Task statement
Copy out the material from the line that has "Would you mind marking the steep" through the end of the material, requests and all. Shift each answer coordinate by adding 25 to both of its numbers, and leave every other number as it is.

Records supplied
============================================================
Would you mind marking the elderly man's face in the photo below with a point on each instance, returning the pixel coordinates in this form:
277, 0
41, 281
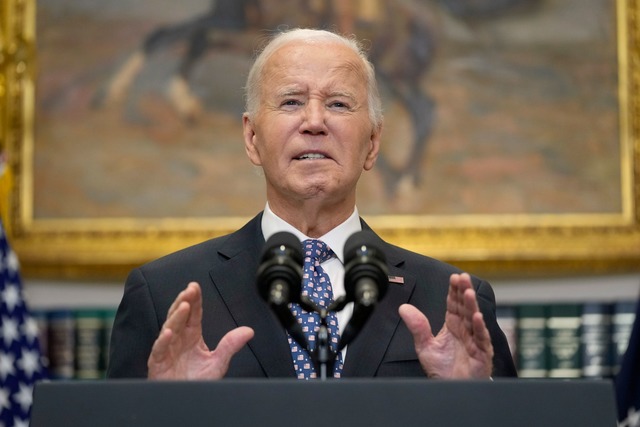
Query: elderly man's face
312, 133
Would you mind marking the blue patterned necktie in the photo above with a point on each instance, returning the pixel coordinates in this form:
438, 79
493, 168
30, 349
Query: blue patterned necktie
317, 286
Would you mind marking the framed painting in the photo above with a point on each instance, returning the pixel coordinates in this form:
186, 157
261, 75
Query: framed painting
511, 142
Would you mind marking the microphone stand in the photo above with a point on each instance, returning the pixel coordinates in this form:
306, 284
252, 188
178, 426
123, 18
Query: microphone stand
323, 356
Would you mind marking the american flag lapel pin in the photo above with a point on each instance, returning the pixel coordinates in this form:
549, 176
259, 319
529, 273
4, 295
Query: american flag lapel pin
396, 279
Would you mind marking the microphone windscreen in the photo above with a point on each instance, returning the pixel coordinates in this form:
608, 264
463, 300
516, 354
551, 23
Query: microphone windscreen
359, 240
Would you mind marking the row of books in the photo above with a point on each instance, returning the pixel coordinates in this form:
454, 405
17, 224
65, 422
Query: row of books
75, 342
577, 340
568, 340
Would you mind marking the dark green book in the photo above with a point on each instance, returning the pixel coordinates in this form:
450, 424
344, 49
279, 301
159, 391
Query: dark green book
61, 344
531, 343
109, 316
88, 349
563, 340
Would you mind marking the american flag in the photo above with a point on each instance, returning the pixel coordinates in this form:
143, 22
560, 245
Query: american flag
21, 362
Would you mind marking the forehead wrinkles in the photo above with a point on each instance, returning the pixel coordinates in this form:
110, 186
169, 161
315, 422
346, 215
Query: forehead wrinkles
344, 79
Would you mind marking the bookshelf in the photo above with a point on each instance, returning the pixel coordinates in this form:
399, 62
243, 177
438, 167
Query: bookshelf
551, 295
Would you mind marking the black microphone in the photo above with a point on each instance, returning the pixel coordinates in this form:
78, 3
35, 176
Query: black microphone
366, 280
279, 279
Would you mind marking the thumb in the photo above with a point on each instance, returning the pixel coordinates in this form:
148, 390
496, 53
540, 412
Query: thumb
230, 344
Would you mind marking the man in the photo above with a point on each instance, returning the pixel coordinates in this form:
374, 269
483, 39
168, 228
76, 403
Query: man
313, 123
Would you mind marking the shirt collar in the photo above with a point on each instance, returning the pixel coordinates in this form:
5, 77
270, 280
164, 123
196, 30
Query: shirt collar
335, 238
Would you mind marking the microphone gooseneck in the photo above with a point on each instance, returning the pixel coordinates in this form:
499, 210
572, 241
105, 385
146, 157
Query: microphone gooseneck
279, 279
366, 280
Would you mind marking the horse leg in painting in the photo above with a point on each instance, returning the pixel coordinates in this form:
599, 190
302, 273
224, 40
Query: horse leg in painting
229, 15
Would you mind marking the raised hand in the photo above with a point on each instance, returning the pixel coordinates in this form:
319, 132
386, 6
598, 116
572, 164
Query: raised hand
462, 348
180, 353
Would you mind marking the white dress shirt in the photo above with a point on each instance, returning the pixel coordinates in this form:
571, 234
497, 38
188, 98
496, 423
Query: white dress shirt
335, 239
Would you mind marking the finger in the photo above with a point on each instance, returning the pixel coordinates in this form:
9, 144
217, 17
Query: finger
160, 349
458, 284
418, 325
230, 344
195, 299
177, 322
481, 334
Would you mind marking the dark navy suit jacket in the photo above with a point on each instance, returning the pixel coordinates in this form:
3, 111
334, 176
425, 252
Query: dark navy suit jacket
226, 268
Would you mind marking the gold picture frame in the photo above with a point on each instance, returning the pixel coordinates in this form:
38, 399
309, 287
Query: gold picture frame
494, 245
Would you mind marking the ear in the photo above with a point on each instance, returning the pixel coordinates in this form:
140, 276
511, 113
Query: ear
249, 134
374, 147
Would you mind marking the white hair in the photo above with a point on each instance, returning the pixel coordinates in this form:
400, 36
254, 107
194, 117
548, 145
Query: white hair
254, 80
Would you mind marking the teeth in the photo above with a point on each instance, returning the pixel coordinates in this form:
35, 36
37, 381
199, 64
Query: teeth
311, 156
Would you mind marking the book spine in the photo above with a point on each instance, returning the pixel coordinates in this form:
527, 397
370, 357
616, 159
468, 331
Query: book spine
532, 354
622, 324
109, 316
596, 339
508, 322
563, 335
61, 344
88, 350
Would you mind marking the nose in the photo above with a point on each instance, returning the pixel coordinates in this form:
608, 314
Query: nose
313, 120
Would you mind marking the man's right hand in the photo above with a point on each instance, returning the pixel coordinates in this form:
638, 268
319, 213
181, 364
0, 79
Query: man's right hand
180, 352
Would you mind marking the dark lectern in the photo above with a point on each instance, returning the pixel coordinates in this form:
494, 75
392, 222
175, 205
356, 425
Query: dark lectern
346, 402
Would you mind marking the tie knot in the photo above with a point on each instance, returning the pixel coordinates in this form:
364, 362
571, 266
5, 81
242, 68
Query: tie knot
317, 250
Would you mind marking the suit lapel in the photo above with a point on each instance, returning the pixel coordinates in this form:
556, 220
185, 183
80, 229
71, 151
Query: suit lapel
365, 353
234, 277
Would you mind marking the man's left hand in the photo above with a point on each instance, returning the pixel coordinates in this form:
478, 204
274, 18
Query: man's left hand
462, 348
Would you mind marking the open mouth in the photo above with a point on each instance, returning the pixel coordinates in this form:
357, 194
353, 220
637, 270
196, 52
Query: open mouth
312, 156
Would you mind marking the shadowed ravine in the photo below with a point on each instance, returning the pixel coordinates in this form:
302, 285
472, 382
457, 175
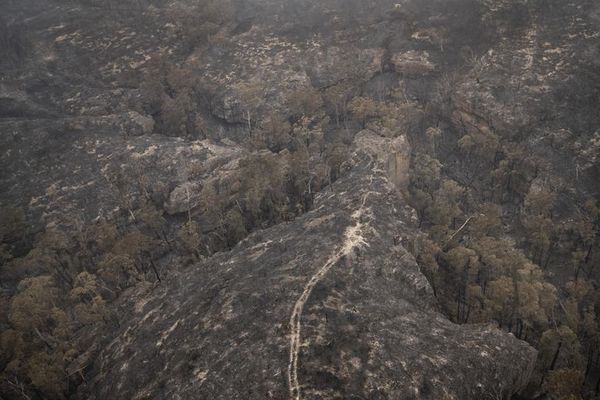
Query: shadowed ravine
353, 238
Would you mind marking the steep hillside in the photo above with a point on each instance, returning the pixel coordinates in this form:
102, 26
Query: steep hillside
299, 199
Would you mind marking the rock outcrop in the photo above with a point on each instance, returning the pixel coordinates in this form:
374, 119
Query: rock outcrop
330, 306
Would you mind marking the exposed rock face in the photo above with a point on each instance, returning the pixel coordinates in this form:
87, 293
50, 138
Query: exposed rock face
412, 63
328, 306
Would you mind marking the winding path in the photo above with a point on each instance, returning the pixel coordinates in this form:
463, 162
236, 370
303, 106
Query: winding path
353, 237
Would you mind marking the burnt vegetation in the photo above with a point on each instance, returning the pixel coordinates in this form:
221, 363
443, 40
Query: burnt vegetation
505, 186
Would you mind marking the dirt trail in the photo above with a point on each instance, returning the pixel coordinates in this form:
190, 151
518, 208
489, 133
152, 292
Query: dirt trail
353, 237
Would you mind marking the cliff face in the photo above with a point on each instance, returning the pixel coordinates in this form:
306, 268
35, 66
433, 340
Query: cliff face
330, 305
============================================================
Complete response
Would you mind marking the steep hillside in the photo above with a point on each instance, returning the pixel coordinates in this form:
102, 26
Query: steep hillside
324, 224
Would you mind marking the rock outcrop in the photo above with a point on each instance, returning the pixel coordinates in this form:
374, 119
Query: rock outcrop
355, 331
Would you mind marking the exposed rock face in the photo above with a point on each instance, returning the pixel coordinates in this form:
87, 293
50, 138
Query: exposed rock face
437, 88
353, 331
Would you mind marking the winding path in the photo above with a point on each instance, returning the pixel coordinates in this form:
463, 162
236, 370
303, 106
Query: winding path
378, 262
Would you mind marking the burnt vegetation in the photo above with a point on each instance, returning the pixel coordinates in this form:
221, 363
443, 40
Query: burnt vegetation
530, 211
Would you mind marking the dirt trail in the photo above with a point on each instance, returning the pixel coordinates in this form:
190, 151
518, 208
489, 133
152, 292
Query: dirt trail
378, 262
Would you mind marking the cliff face in the photo above with a point on each instance, returning the pixel coordinates in this form:
306, 268
35, 66
433, 340
Query: cliff face
355, 330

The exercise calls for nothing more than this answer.